╭─ Listed entries

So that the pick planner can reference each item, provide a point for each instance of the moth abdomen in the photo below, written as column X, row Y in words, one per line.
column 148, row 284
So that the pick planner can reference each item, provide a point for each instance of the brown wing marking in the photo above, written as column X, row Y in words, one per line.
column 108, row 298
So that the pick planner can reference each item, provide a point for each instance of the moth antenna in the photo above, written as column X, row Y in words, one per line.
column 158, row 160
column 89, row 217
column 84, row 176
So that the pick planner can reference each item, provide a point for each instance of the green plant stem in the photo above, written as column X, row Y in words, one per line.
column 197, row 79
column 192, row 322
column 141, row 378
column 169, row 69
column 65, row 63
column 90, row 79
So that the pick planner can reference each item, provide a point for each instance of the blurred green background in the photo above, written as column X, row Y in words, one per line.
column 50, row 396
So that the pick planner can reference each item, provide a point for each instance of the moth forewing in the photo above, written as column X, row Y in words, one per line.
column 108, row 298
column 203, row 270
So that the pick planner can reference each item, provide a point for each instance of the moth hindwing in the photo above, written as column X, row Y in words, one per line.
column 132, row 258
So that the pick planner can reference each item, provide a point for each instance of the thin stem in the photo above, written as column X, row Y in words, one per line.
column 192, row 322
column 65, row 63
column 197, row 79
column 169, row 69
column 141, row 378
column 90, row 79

╰─

# What you are asked to do:
Quote all of the material above verbatim, from the first line through the last.

# Complete answer:
So that the pick planner can reference each item, provide a point for each instance of the moth abdomen in the photo below, written as column X, row Y in words, one per line.
column 148, row 284
So that the pick planner can reference each item, provide a point for each instance of the brown wing marking in the photo above, written as column X, row Y in words, one per line.
column 108, row 298
So that the pick planner can reference each item, provide a point for each instance of the moth antenna in the photo above, written as column X, row Y in words, one per line.
column 158, row 160
column 89, row 217
column 84, row 176
So that the pick planner can reference each item, provide a point for each instance of the green plant stem in the photo above, written as column X, row Y in words, one per line.
column 197, row 79
column 192, row 322
column 141, row 378
column 169, row 69
column 65, row 63
column 90, row 79
So that the pick planner can reference each item, provide a point for each instance of the blurred green background in the photo above, written as column X, row Y in words, one per line.
column 50, row 396
So that the pick planner can reference each item, provide a point for each instance of the moth forewing in the photo above, written as column X, row Y in words, one per line.
column 108, row 298
column 203, row 270
So that the pick planner can reference each item, provide a point for each instance of the moth hindwing in the photo above, written as column X, row Y in words, one per line.
column 132, row 258
So that the pick planner can reference each item, provide a point for each instance of the thin stem in the photo above, written as column X, row Y in words, one per line.
column 192, row 322
column 65, row 63
column 197, row 79
column 169, row 69
column 141, row 378
column 90, row 79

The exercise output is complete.